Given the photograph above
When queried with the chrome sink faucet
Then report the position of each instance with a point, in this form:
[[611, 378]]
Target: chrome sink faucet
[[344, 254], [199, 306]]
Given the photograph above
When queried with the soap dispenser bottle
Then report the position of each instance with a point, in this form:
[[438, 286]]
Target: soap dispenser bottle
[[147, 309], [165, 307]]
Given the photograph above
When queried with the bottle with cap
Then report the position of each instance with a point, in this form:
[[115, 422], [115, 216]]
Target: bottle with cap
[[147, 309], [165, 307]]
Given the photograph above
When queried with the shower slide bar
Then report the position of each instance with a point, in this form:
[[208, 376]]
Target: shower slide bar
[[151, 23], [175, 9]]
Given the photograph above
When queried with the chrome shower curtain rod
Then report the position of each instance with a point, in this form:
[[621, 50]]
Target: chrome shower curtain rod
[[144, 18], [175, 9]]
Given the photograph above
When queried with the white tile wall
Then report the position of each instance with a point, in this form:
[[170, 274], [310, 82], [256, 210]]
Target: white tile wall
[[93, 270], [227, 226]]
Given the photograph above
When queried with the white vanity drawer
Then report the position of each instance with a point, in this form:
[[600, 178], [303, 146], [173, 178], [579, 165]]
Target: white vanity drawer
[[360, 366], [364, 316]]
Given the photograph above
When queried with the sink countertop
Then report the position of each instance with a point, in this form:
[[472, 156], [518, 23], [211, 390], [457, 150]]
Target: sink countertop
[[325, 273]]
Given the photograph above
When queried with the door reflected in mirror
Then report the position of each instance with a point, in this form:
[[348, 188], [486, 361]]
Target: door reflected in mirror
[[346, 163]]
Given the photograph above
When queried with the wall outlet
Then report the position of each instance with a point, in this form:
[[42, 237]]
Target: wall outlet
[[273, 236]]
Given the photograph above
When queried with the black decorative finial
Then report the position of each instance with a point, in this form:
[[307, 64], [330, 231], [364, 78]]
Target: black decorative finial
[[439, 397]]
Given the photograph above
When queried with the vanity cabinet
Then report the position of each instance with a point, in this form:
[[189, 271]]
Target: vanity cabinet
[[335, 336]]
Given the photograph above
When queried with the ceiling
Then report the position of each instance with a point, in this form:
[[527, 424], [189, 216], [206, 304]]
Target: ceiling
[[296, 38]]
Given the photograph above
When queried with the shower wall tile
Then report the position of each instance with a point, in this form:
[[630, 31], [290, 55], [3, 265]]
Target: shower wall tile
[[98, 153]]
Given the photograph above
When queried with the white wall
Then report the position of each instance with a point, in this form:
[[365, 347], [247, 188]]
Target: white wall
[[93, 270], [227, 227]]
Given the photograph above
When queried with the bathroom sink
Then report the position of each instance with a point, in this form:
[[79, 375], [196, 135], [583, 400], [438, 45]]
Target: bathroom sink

_ _ _ _ _ _ _

→ EXERCISE AIM: Among the lines above, find those that contain the word "bathroom" and copy them.

→ SOLUTION TO THIS EXERCISE:
When queried with the bathroom sink
Target: bathroom sink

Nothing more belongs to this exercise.